● DOCUMENT EXTRACT:
TS: In my animatic I drew eyes and arms on the squirrels and I think it made them much more expressive. I decided to do a few modifications to the rig to accommodate this.
For years I have been experimenting with rigging because I am really passionate about bringing the crazy world of Tex Avery cartoons and Tom and Jerry back into 3D animation.
This experience with rigging and understanding hierarchies made it pretty easy to add the eyes, eyebrows, and arms to the rig. I used the open source rigging tool mGear to rig the arms, because mGear has such a nice setup for bendy limbs.
2d Blocking pass
My passion for making 3D characters do crazy takes and smears has led me down many different paths. I have tried to do rigs that would be able to do all sorts of weird stuff, but I always ended up with a cluttered rig and limits on the takes/smears you could do with it. Also the takes needed to be planned during the rigging phase, leaving no room for improvising in animation.
Later on I started doing rig tools that could be added on-the-fly. For example, adding a control to an arbitrary place on the character in the animation scene. And also making setups to make collision bulge effects on the character. This was much more promising, but still required the animator to be somewhat tech-minded.

● DATASET EXCERPT:

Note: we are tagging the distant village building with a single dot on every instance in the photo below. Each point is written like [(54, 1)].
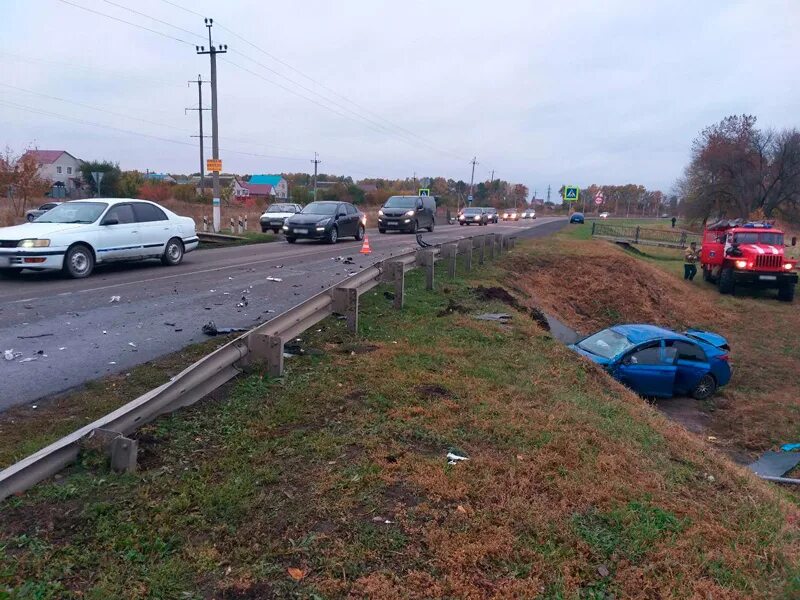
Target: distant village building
[(159, 177), (276, 182), (58, 167)]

● WRITTEN TASKS:
a: Please return the portion of the rigging text starting at "TS: In my animatic" and ending at "for bendy limbs.".
b: Answer these questions using the rigging text:
(i) What did the writer draw on the squirrels in the animatic?
(ii) Which open source tool was used to rig the arms?
(iii) What did the on-the-fly rig tools still require of the animator?
The lines above are taken from a separate source and are unrelated to the rigging text.

● FULL SOLUTIONS:
a:
TS: In my animatic I drew eyes and arms on the squirrels and I think it made them much more expressive. I decided to do a few modifications to the rig to accommodate this.
For years I have been experimenting with rigging because I am really passionate about bringing the crazy world of Tex Avery cartoons and Tom and Jerry back into 3D animation.
This experience with rigging and understanding hierarchies made it pretty easy to add the eyes, eyebrows, and arms to the rig. I used the open source rigging tool mGear to rig the arms, because mGear has such a nice setup for bendy limbs.

b:
(i) Eyes and arms.
(ii) mGear.
(iii) That the animator be somewhat tech-minded.